── Data for analysis

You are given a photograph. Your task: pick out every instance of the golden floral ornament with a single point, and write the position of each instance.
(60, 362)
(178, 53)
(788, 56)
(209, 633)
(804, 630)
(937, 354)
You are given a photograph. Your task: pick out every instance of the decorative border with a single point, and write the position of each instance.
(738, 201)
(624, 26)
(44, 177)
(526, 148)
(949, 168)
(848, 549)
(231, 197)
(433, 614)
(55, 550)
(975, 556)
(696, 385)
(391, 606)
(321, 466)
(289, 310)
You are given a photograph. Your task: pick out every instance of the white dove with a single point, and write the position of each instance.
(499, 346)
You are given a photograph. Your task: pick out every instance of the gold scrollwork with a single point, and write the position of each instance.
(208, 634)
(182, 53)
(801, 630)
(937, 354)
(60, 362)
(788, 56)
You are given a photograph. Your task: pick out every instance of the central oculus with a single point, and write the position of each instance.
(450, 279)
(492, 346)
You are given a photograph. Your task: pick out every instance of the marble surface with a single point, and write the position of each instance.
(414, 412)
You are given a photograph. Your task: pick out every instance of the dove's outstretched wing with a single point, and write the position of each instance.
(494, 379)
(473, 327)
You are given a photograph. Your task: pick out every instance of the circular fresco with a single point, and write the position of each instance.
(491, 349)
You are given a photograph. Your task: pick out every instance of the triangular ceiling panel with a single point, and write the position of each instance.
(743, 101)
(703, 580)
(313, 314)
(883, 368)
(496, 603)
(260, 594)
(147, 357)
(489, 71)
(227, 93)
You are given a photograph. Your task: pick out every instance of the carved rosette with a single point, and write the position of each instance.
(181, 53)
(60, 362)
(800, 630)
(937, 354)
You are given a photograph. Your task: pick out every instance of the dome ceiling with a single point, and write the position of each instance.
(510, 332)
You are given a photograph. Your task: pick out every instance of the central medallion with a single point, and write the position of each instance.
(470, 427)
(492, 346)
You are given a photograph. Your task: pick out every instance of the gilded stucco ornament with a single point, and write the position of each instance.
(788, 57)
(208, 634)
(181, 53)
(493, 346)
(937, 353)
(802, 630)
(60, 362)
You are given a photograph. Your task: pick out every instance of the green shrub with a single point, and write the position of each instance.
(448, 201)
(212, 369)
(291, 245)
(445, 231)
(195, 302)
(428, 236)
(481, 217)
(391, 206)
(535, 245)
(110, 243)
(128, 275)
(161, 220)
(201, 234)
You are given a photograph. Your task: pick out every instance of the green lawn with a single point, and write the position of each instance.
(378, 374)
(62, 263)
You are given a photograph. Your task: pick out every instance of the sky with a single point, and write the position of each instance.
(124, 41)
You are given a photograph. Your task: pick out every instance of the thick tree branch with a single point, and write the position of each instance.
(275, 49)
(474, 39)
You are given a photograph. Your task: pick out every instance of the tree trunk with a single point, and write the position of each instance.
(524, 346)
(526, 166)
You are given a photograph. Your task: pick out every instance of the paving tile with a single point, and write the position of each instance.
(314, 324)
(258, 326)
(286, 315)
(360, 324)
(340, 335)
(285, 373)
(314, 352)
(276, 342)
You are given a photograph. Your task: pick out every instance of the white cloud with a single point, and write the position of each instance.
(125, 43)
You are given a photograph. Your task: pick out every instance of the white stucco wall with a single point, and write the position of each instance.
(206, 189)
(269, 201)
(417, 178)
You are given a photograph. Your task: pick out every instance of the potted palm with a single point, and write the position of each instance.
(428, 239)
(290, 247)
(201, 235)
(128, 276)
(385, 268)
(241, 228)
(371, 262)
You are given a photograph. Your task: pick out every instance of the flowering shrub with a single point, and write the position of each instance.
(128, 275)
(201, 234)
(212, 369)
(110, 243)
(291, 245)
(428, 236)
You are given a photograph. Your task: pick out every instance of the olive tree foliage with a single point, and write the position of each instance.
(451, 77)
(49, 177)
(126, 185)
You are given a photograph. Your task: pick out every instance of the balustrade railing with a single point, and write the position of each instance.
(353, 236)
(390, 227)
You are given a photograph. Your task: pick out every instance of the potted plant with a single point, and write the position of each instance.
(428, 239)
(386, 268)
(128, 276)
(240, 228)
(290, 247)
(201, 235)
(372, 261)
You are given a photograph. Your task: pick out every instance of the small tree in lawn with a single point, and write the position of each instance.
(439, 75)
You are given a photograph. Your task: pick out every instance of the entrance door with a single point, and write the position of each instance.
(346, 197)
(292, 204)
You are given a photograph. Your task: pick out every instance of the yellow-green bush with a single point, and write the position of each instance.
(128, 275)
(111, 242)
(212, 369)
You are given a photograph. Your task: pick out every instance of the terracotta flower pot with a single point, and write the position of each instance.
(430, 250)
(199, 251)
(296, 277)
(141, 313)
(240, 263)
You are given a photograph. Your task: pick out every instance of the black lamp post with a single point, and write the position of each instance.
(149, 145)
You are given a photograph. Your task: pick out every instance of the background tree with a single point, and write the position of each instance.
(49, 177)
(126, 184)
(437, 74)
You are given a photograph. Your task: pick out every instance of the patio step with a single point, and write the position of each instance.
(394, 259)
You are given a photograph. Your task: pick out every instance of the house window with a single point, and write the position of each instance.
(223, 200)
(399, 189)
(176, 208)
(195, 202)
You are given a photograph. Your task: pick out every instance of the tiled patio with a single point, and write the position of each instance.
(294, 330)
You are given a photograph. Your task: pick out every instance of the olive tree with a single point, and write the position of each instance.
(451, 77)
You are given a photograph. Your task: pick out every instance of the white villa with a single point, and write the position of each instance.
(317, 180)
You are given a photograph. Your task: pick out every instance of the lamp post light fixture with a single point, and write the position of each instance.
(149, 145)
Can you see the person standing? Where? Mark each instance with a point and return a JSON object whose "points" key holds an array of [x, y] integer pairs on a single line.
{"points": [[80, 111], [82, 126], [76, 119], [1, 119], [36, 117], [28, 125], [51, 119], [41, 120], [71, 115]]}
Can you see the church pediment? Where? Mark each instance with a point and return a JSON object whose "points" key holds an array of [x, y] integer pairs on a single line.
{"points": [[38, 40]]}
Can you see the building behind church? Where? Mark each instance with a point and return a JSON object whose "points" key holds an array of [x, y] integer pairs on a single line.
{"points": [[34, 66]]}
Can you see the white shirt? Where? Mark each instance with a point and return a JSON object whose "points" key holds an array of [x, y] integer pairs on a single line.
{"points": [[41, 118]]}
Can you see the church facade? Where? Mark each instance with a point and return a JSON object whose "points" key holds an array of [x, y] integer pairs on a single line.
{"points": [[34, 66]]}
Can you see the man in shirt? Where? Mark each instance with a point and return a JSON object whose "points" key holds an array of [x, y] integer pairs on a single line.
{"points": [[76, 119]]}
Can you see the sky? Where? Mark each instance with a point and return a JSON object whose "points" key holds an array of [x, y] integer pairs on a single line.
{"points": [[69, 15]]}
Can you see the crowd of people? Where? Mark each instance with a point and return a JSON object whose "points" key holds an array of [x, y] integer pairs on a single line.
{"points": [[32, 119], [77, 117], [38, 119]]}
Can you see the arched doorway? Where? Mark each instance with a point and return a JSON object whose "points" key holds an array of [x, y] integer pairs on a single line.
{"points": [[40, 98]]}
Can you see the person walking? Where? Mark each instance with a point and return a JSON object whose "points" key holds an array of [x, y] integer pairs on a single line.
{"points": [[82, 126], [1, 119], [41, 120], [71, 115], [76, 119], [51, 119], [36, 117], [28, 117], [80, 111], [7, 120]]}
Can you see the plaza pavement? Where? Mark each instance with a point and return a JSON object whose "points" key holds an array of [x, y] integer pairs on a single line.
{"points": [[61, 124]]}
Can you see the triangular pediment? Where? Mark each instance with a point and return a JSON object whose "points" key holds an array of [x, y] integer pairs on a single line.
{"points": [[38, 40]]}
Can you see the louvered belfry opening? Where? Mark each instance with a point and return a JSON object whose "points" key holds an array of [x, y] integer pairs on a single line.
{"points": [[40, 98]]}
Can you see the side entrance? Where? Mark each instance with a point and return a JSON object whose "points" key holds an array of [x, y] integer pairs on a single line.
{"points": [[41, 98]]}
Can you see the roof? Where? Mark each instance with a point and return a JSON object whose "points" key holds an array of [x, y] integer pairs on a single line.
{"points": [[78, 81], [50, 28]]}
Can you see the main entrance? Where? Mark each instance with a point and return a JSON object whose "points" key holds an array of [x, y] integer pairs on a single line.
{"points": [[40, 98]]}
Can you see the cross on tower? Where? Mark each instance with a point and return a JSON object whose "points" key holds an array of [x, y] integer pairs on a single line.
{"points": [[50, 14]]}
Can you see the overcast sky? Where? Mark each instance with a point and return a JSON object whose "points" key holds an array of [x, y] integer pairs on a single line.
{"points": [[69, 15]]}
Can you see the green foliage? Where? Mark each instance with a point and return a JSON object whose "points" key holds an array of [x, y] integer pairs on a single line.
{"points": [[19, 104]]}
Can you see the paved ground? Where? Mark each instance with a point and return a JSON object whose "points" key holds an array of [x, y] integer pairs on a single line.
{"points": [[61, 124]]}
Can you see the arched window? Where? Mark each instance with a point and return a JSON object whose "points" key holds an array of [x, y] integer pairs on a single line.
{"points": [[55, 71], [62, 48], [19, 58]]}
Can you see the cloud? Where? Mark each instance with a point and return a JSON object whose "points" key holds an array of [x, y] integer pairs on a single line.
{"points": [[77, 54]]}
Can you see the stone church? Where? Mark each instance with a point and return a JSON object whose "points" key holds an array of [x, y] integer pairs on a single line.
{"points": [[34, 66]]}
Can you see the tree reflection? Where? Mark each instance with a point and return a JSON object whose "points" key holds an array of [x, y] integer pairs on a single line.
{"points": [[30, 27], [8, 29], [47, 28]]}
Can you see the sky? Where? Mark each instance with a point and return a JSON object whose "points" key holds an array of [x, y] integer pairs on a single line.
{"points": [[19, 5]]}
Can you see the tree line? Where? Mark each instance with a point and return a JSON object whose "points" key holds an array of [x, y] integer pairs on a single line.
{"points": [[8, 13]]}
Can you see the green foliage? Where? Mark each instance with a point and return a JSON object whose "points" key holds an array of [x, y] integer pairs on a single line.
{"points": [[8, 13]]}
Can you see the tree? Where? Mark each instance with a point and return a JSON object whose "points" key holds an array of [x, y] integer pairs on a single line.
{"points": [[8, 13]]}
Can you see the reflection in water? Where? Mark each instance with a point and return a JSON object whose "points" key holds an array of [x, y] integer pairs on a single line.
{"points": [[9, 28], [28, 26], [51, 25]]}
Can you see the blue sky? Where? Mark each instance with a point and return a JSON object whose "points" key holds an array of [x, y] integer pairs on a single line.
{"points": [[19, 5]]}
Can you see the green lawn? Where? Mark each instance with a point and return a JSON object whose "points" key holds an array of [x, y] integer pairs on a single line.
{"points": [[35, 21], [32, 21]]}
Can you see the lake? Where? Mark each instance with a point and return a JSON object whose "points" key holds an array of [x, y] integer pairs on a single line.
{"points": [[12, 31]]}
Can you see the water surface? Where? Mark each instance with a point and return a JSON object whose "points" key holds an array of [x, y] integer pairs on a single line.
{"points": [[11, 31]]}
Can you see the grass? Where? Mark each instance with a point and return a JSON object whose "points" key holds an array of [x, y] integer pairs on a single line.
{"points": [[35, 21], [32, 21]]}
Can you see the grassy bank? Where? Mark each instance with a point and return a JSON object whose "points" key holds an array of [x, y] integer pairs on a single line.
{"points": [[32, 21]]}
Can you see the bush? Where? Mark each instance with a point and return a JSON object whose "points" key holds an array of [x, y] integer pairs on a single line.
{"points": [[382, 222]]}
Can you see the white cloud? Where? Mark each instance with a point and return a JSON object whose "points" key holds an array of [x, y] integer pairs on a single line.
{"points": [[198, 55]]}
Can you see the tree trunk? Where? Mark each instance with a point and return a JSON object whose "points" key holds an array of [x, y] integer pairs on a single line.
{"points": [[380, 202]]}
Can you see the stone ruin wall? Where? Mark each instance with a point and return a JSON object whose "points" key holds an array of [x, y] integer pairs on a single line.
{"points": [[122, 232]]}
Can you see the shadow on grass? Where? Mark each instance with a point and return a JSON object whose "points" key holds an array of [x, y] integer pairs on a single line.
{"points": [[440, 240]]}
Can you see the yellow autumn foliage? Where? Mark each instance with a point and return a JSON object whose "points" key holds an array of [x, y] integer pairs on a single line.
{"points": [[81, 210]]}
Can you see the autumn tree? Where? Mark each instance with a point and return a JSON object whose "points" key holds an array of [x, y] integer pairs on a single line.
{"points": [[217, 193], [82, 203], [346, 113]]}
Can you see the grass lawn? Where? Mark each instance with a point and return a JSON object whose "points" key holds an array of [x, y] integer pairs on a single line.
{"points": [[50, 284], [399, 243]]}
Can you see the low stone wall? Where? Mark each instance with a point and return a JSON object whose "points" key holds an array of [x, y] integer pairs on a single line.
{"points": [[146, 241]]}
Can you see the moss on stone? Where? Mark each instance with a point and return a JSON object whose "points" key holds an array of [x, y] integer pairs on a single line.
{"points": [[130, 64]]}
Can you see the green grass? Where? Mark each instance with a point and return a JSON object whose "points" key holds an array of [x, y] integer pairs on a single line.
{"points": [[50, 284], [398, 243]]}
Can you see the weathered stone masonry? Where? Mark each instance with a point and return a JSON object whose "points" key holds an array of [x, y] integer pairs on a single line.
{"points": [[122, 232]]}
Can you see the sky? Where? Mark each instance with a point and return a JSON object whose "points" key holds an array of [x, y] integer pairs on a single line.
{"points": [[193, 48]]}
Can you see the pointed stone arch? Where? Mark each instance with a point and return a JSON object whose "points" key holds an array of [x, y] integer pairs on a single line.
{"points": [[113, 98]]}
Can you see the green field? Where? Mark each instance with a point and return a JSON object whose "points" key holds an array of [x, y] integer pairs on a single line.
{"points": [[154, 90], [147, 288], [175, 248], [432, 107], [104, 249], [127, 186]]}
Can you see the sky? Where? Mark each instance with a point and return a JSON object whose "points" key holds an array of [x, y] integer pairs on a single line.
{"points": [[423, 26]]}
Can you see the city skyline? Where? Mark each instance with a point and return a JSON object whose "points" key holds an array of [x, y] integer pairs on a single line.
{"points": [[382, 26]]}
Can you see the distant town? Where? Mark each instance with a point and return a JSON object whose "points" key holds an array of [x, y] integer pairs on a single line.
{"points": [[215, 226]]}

────

**Your objective:** Return only the lines running from the line with "Can you see the distant" to the last line of the records, both included, exactly as written.

**Answer for this exercise:**
Can you see the distant town? Where? Mark each instance with a point and return a JSON object whose "points" key holds an array of [x, y] integer pairs on a single line.
{"points": [[215, 226]]}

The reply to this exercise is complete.